**Goal**
Copy out each line of the entries below that contains the string "bull".

**Listing**
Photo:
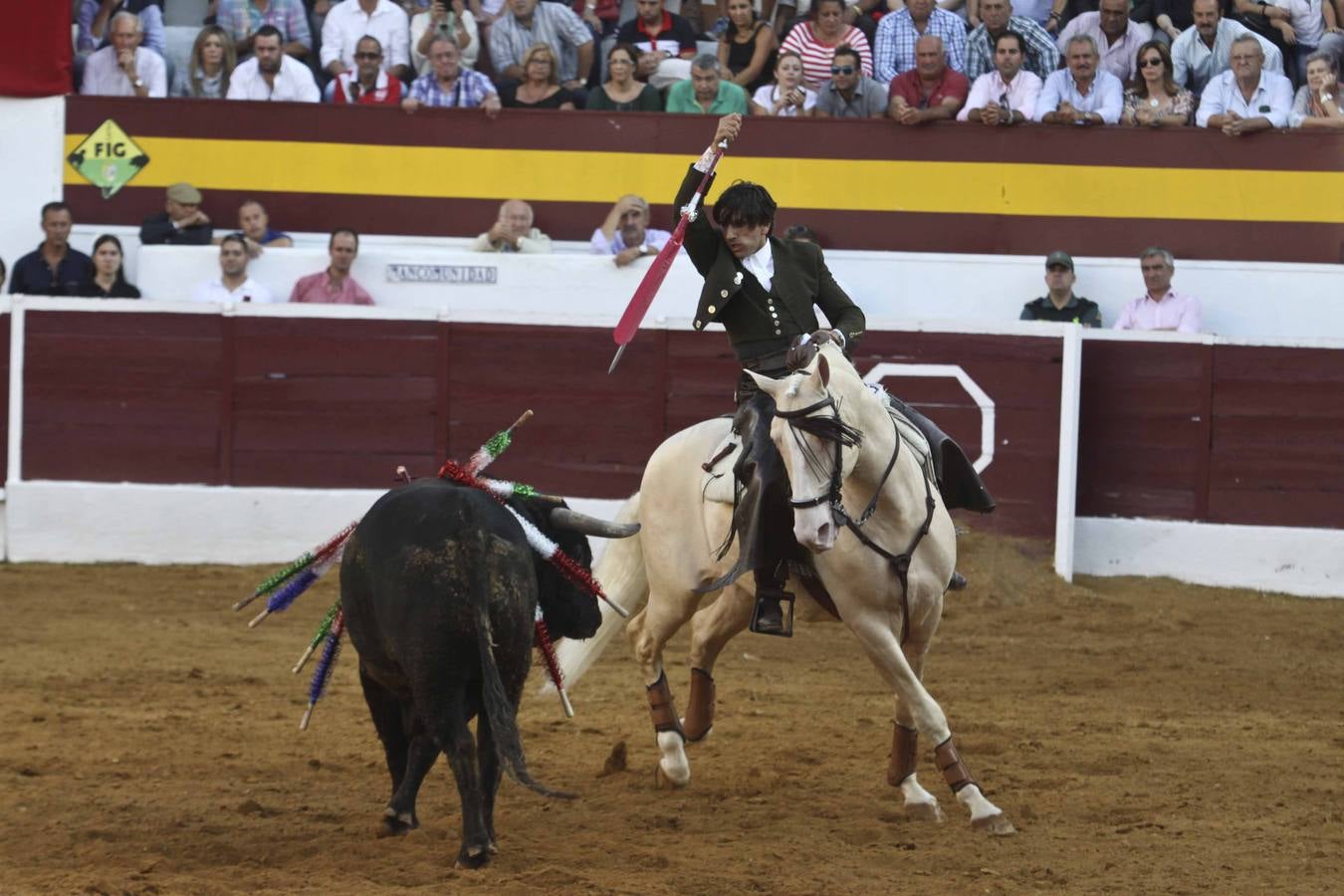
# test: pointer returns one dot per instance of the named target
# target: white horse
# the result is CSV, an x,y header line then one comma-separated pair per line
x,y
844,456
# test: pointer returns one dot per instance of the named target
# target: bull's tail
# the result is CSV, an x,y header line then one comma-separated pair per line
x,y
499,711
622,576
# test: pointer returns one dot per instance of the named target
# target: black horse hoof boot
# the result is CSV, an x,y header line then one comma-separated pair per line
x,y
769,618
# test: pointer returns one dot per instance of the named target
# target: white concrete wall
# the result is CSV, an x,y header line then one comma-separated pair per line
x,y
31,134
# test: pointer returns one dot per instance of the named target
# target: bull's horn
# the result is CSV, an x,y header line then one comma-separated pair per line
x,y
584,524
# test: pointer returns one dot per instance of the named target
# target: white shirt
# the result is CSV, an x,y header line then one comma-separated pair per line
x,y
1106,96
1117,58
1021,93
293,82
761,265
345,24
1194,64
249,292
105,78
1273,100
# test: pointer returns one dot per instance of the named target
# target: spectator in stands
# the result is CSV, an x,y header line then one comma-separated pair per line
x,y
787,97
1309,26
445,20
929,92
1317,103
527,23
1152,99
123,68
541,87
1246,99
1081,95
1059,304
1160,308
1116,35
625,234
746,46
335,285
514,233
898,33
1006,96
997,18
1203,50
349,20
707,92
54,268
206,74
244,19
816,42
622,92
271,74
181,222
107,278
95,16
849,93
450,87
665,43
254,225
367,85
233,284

**Full answer**
# target: bull's tail
# target: bull's horn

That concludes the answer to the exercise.